From the line that includes "of the front" to the last line of the data, quote each line precisely; both boundary lines belong in the answer.

** START **

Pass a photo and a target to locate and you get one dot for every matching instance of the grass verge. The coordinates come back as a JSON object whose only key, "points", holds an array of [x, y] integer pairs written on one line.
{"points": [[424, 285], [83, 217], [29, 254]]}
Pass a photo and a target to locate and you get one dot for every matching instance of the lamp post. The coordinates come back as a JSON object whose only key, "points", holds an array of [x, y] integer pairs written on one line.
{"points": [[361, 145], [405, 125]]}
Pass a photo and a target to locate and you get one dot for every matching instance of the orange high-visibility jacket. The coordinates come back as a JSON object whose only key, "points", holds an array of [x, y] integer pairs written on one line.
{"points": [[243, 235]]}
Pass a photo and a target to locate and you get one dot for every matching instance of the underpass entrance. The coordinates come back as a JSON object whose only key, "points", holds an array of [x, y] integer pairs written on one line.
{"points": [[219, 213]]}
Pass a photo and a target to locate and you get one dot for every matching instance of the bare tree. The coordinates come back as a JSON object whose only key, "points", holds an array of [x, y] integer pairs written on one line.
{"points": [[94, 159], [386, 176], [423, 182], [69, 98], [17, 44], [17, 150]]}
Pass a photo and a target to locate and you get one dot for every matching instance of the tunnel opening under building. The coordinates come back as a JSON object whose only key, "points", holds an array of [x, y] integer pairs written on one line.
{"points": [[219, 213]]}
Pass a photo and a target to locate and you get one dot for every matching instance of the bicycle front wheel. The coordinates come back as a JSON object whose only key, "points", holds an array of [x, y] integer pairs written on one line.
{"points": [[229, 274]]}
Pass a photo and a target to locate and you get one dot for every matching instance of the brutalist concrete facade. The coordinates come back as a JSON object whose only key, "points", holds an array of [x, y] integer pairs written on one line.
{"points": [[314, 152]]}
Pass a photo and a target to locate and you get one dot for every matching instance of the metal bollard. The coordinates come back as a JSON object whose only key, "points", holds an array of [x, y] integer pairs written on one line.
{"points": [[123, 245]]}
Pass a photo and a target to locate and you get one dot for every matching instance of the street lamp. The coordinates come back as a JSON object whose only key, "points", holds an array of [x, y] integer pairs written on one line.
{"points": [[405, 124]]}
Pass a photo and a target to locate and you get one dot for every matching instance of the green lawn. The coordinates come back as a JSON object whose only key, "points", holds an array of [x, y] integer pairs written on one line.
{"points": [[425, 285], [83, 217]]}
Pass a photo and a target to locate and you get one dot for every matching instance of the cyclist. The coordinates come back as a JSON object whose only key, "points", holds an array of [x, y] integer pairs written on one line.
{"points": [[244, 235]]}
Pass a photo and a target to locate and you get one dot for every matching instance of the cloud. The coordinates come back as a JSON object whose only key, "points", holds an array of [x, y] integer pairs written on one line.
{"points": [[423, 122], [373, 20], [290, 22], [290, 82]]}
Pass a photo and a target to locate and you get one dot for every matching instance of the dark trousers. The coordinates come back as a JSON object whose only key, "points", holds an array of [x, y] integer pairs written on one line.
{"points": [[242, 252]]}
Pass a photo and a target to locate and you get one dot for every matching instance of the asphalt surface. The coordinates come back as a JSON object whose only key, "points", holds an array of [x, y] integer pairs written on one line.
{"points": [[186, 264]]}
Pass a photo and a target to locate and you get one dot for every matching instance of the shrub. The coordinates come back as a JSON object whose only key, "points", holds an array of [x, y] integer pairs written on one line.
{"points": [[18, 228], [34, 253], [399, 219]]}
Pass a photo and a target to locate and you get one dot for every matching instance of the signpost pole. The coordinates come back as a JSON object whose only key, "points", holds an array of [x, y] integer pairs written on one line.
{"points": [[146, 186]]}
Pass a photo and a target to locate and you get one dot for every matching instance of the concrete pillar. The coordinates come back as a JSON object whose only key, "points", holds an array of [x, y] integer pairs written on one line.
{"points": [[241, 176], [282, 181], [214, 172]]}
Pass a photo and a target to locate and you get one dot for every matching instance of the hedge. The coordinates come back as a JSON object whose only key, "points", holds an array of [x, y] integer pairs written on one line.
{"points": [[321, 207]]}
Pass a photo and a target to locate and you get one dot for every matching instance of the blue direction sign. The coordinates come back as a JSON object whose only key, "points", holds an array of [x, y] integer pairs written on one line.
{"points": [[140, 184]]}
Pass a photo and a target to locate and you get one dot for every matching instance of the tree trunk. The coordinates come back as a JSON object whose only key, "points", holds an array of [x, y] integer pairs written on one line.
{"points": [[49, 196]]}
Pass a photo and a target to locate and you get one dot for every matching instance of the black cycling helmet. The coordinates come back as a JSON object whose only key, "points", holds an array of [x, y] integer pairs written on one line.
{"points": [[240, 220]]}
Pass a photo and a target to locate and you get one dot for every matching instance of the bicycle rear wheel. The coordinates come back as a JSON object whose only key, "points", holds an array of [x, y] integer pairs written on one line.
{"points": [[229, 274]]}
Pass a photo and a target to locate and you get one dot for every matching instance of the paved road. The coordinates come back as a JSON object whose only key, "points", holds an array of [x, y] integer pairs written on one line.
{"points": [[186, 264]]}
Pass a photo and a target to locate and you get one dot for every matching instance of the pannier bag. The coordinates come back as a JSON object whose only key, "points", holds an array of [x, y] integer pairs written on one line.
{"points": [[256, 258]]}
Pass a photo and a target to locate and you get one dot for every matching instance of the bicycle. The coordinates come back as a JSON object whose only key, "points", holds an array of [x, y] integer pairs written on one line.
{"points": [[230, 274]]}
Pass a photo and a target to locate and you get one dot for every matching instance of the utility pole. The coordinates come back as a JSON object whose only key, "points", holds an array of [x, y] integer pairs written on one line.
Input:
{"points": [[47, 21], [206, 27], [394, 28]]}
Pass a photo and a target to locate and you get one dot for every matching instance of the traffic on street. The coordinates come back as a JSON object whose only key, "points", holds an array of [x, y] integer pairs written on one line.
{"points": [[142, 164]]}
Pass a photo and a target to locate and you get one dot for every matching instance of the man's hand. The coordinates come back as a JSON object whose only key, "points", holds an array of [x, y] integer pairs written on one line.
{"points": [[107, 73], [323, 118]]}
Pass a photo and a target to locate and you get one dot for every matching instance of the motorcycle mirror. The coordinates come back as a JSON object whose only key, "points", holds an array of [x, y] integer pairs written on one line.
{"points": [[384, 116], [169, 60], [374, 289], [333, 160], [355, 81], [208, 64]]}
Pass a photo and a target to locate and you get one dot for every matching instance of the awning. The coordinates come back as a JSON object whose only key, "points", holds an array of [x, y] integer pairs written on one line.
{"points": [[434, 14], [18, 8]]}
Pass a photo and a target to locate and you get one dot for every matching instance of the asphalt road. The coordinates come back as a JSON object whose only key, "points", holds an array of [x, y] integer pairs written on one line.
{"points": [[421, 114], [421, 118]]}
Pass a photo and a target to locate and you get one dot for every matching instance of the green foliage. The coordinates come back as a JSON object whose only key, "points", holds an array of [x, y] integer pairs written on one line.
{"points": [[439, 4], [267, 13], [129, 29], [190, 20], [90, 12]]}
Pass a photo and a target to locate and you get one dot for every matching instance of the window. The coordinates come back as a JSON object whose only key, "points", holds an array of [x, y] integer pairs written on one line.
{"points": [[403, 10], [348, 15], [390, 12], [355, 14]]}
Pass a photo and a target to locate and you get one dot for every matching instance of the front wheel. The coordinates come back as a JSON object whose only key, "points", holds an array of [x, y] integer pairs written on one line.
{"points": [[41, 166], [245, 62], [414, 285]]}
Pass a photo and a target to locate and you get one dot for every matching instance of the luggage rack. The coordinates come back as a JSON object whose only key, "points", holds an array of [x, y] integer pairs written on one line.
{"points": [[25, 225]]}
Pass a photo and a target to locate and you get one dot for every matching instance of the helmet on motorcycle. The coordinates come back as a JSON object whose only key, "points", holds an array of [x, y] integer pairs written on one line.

** END **

- TASK RESULT:
Pass a photo and a target to locate and you get one dot for every matching instance of the front wheel. The coordinates come back as a JSON object whose only key, "points", holds an array of [x, y] integer pairs written on one line.
{"points": [[41, 166], [245, 62], [414, 285]]}
Pass a photo and a target to locate and you get one dot for every matching instance of the luggage rack. The coordinates come back as a JSON object whose only key, "points", holds an array of [x, y] integer pairs written on one line.
{"points": [[25, 225]]}
Pass a photo and a target to locate and you get one dot for every matching instance of the helmet on motorcycle. The coordinates come back as a JSON object whose only key, "points", holds an array of [x, y] integer pairs written on one line.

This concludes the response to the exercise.